** EXERCISE INSTRUCTIONS **
Copy out the lines exactly as they appear, from the line containing "Query: white shorts" down to the line containing "Mark the region of every instance of the white", with both of those lines included.

[Entries taken from a collection]
^^^^

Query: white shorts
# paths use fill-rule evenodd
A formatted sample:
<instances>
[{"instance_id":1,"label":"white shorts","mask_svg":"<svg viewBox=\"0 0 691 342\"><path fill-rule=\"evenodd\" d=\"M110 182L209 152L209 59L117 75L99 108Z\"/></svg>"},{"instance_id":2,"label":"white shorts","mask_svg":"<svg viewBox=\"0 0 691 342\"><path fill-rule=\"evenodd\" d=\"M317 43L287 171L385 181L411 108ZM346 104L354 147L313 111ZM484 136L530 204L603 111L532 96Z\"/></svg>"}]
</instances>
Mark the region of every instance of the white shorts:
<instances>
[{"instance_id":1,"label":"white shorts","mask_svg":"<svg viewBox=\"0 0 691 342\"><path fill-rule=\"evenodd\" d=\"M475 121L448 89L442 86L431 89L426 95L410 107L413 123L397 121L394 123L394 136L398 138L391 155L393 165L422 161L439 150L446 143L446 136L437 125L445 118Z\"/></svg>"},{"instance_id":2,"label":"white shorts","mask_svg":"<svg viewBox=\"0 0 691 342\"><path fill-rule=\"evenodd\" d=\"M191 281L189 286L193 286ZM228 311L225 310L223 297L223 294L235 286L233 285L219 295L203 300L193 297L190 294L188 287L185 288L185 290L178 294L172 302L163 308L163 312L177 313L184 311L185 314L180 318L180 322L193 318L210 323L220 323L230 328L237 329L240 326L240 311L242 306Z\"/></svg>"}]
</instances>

^^^^

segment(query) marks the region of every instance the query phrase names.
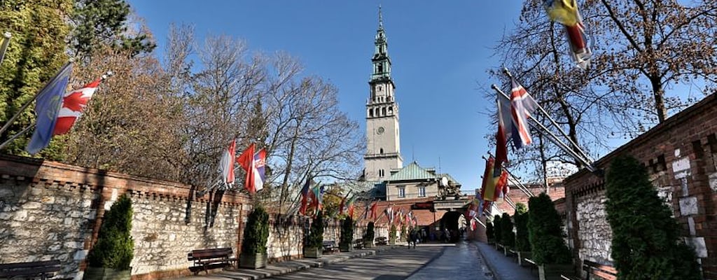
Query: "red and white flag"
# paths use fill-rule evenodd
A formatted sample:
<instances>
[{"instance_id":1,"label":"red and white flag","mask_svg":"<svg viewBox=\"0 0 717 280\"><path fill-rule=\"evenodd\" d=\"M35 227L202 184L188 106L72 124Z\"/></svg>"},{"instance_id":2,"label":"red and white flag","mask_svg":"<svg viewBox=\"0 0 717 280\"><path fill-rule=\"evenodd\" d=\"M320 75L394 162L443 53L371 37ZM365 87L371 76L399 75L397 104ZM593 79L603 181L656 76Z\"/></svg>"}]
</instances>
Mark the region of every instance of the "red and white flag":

^^^^

** FULL RESPONSE **
Query: white shorts
# paths use fill-rule evenodd
A formatted sample:
<instances>
[{"instance_id":1,"label":"white shorts","mask_svg":"<svg viewBox=\"0 0 691 342\"><path fill-rule=\"evenodd\" d=\"M110 182L209 152L209 59L117 75L99 108Z\"/></svg>"},{"instance_id":2,"label":"white shorts","mask_svg":"<svg viewBox=\"0 0 691 342\"><path fill-rule=\"evenodd\" d=\"M317 43L287 171L385 181L411 108ZM346 104L354 147L313 111ZM484 136L530 204L603 111L532 96Z\"/></svg>"}]
</instances>
Mark the region of every instance of the white shorts:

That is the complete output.